BEGIN Excerpted data

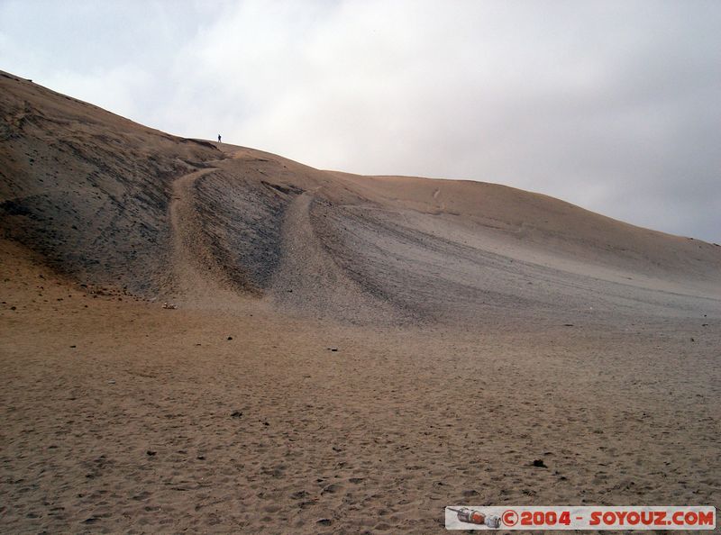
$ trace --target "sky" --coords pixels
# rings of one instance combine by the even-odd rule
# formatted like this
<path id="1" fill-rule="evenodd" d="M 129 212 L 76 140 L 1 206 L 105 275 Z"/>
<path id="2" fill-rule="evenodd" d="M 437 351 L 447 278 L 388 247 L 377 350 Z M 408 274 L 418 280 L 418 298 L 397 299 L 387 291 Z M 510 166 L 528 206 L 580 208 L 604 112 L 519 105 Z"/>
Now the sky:
<path id="1" fill-rule="evenodd" d="M 721 242 L 716 0 L 0 0 L 0 69 L 177 135 Z"/>

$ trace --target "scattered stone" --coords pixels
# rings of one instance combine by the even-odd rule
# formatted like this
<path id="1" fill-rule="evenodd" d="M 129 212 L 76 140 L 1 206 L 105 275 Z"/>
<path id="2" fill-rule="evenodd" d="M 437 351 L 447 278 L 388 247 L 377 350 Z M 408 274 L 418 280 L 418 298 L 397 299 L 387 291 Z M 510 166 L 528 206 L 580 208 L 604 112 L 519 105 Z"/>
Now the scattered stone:
<path id="1" fill-rule="evenodd" d="M 477 490 L 470 489 L 470 490 L 463 491 L 463 496 L 466 497 L 466 498 L 470 498 L 470 496 L 478 496 L 478 495 L 479 495 L 479 491 L 477 491 Z"/>

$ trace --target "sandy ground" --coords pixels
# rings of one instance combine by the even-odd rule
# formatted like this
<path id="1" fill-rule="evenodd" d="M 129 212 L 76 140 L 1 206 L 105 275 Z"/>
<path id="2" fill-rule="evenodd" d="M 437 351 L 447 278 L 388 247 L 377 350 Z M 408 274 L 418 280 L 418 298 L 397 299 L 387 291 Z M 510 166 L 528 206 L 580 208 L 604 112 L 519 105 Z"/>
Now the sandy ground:
<path id="1" fill-rule="evenodd" d="M 717 320 L 370 329 L 251 300 L 163 310 L 0 258 L 4 531 L 428 533 L 450 503 L 719 505 Z"/>
<path id="2" fill-rule="evenodd" d="M 0 89 L 0 530 L 719 506 L 718 245 Z"/>

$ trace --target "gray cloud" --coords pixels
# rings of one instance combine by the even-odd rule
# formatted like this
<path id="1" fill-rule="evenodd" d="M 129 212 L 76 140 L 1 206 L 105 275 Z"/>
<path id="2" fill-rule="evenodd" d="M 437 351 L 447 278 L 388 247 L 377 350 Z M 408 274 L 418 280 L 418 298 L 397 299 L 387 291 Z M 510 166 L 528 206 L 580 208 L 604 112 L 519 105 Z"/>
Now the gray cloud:
<path id="1" fill-rule="evenodd" d="M 500 182 L 721 240 L 716 2 L 15 2 L 0 63 L 315 167 Z"/>

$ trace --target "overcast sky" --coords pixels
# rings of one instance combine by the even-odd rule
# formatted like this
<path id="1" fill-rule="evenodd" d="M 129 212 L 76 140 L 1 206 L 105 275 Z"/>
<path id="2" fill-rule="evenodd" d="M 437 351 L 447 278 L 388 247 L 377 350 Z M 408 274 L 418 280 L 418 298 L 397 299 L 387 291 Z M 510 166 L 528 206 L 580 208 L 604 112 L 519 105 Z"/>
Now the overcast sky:
<path id="1" fill-rule="evenodd" d="M 716 0 L 0 0 L 0 69 L 178 135 L 721 242 Z"/>

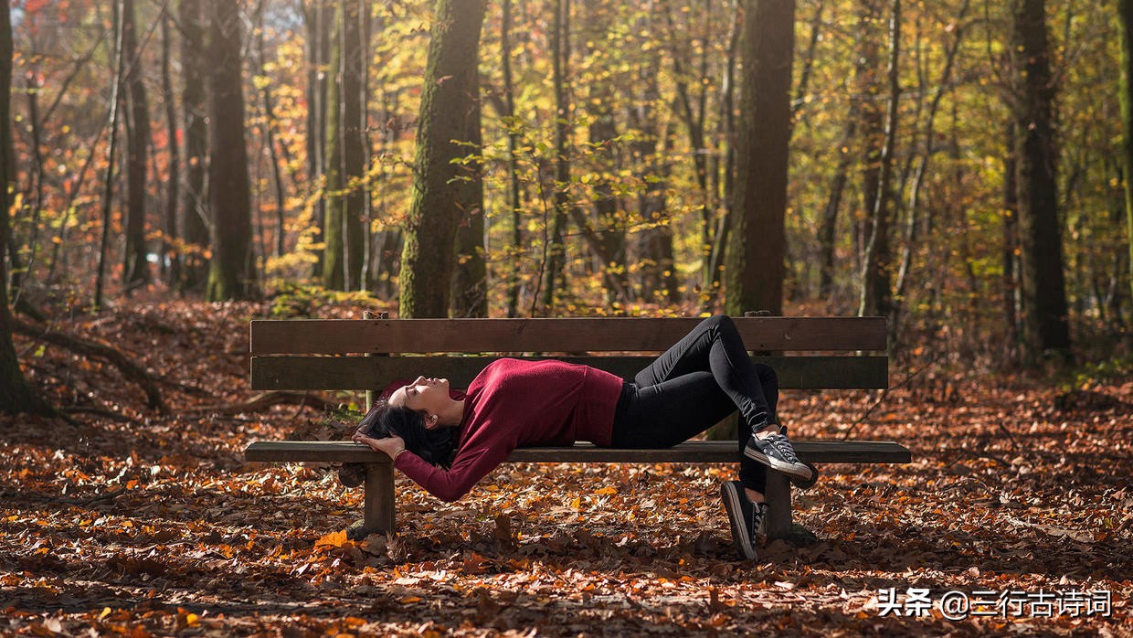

END Excerpted data

The exercise
Copy every line of the records above word for word, and leave the pictures out of your copy.

Complete output
$ trace --target "sky" --coords pixels
# rings of one instance combine by the even-odd rule
# formatted like this
<path id="1" fill-rule="evenodd" d="M 129 212 L 76 140 L 1 206 L 105 275 Z"/>
<path id="2" fill-rule="evenodd" d="M 437 351 L 447 278 L 388 247 L 377 350 Z M 408 274 L 418 280 L 418 298 L 397 299 L 387 291 Z M 510 166 L 528 206 L 580 208 L 604 112 L 519 105 Z"/>
Now the sky:
<path id="1" fill-rule="evenodd" d="M 721 242 L 716 0 L 0 0 L 0 69 L 177 135 Z"/>

$ trace --target "scattered stone" --coords pixels
# rings of one instance combine by the even-odd rule
# formatted like this
<path id="1" fill-rule="evenodd" d="M 129 212 L 76 140 L 1 206 L 105 275 Z"/>
<path id="2" fill-rule="evenodd" d="M 437 351 L 447 278 L 388 247 L 377 350 Z M 408 274 L 418 280 L 418 298 L 397 299 L 387 291 Z M 510 166 L 528 206 L 580 208 L 604 112 L 519 105 Z"/>
Now the scattered stone:
<path id="1" fill-rule="evenodd" d="M 477 490 L 470 489 L 470 490 L 463 491 L 463 496 L 466 497 L 466 498 L 470 498 L 470 496 L 478 496 L 478 495 L 479 495 L 479 491 L 477 491 Z"/>

$ trace --target "sandy ground" --coords pixels
# rings of one instance combine by the even-odd rule
# formatted like this
<path id="1" fill-rule="evenodd" d="M 129 212 L 76 140 L 1 206 L 105 275 Z"/>
<path id="2" fill-rule="evenodd" d="M 437 351 L 447 278 L 388 247 L 377 350 Z M 408 274 L 418 280 L 418 298 L 397 299 L 387 291 Z M 510 166 L 528 206 L 580 208 L 604 112 L 519 105 Z"/>
Now the sandy ground:
<path id="1" fill-rule="evenodd" d="M 717 320 L 370 329 L 251 300 L 163 310 L 0 258 L 4 531 L 428 533 L 450 503 L 719 505 Z"/>
<path id="2" fill-rule="evenodd" d="M 0 89 L 0 530 L 719 506 L 718 245 Z"/>

$ trace --target "gray cloud" --coords pixels
# rings of one instance combine by the even-odd rule
# formatted like this
<path id="1" fill-rule="evenodd" d="M 129 212 L 76 140 L 1 206 L 105 275 Z"/>
<path id="2" fill-rule="evenodd" d="M 437 351 L 447 278 L 388 247 L 377 350 Z M 408 274 L 418 280 L 418 298 L 397 299 L 387 291 Z M 510 166 L 528 206 L 580 208 L 604 112 L 519 105 Z"/>
Now the gray cloud:
<path id="1" fill-rule="evenodd" d="M 500 182 L 721 240 L 716 2 L 15 2 L 0 63 L 315 167 Z"/>

$ trace --target "overcast sky" --coords pixels
# rings of one instance combine by the even-odd rule
# formatted like this
<path id="1" fill-rule="evenodd" d="M 129 212 L 76 140 L 1 206 L 105 275 Z"/>
<path id="2" fill-rule="evenodd" d="M 437 351 L 447 278 L 388 247 L 377 350 Z M 408 274 L 418 280 L 418 298 L 397 299 L 387 291 Z M 510 166 L 528 206 L 580 208 L 604 112 L 519 105 Z"/>
Now the overcast sky:
<path id="1" fill-rule="evenodd" d="M 716 0 L 0 0 L 0 69 L 178 135 L 721 242 Z"/>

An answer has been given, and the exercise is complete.